** Begin INPUT FOR THIS TASK **
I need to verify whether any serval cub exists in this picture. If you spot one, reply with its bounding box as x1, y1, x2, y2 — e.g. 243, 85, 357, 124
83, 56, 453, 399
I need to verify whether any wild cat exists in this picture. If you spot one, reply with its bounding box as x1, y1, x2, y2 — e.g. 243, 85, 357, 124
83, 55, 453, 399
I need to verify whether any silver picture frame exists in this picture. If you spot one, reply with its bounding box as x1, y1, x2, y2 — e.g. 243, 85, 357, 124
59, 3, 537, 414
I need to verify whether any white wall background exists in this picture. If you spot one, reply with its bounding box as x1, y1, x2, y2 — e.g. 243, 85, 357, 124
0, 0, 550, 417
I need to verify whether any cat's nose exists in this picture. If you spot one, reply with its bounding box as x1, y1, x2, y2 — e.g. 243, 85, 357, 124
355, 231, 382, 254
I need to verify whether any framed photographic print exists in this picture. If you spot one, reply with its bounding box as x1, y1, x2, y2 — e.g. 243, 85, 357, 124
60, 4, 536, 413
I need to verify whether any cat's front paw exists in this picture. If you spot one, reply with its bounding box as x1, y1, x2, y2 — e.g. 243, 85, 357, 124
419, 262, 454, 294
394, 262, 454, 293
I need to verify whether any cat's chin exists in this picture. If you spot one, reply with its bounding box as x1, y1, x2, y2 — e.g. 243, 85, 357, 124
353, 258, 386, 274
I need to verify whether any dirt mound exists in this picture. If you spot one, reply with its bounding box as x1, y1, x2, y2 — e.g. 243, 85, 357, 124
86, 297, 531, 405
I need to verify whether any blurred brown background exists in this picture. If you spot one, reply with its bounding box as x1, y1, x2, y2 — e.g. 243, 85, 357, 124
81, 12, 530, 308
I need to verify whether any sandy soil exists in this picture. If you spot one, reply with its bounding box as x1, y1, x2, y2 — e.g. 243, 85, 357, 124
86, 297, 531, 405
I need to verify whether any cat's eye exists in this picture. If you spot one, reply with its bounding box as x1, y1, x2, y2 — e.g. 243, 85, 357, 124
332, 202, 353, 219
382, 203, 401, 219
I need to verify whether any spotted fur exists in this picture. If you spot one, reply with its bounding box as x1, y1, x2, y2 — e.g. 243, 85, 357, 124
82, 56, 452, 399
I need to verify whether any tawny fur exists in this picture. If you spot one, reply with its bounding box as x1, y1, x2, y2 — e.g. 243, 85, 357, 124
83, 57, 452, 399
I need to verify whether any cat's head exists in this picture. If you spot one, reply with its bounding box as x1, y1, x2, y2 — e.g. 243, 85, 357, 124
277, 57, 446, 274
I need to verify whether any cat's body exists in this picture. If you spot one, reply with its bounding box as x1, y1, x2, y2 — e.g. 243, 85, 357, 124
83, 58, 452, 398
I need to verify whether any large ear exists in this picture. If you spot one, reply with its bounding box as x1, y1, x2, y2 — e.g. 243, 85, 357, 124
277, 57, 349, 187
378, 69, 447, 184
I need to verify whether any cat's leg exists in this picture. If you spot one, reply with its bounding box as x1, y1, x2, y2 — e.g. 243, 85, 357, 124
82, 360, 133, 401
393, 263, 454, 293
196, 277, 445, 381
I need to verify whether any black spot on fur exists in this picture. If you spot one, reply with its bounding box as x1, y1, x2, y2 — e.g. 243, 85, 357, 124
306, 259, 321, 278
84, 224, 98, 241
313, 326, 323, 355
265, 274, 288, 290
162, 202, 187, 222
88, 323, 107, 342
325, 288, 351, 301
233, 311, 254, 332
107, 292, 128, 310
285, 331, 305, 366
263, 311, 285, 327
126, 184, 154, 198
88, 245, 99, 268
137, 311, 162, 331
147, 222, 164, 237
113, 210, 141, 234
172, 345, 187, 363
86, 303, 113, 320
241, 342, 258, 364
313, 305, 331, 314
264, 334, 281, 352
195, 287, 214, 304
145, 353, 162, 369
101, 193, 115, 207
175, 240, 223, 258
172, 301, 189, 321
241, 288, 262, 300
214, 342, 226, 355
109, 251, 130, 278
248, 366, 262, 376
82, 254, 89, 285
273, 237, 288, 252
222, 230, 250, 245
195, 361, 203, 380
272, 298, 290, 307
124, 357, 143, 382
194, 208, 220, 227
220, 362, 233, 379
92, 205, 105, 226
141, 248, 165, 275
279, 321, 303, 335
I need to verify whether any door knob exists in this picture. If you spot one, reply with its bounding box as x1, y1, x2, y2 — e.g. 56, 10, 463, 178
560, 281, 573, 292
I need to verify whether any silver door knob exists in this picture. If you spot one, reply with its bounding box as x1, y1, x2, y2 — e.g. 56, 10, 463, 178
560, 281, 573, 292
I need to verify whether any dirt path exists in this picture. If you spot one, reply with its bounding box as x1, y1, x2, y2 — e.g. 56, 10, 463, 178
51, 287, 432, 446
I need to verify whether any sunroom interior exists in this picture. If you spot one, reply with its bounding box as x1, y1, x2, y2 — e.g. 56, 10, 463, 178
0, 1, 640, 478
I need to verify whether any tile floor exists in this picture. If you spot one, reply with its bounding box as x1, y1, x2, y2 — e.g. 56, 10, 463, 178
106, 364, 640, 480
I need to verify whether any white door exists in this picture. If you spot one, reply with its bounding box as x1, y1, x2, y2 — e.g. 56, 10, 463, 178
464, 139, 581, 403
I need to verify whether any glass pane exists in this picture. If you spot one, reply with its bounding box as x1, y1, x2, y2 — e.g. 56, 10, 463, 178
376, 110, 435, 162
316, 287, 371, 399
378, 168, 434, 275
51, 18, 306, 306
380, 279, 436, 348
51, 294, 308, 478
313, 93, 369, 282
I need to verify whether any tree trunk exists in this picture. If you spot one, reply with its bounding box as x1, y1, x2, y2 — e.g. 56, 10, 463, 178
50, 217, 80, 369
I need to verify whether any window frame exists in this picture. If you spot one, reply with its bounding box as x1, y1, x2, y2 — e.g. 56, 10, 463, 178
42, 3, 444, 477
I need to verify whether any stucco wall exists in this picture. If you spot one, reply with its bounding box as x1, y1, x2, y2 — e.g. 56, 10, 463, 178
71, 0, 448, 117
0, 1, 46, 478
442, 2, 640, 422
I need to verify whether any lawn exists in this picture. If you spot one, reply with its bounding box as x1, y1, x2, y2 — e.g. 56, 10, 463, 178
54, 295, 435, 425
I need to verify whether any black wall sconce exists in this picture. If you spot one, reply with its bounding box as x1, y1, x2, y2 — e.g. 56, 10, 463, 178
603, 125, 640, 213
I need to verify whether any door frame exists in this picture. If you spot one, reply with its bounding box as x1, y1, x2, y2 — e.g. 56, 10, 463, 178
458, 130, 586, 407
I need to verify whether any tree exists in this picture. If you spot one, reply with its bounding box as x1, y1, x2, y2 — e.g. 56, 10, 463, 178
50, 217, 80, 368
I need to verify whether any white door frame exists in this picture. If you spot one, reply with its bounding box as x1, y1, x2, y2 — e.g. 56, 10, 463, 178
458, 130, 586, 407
** End INPUT FOR THIS TASK **
### PROBLEM TO WORK ON
Count the lines above that contain the string "white", with uppercase and lowercase treated as different, and reply with only the number.

### SOLUTION TO THIS PROBLEM
3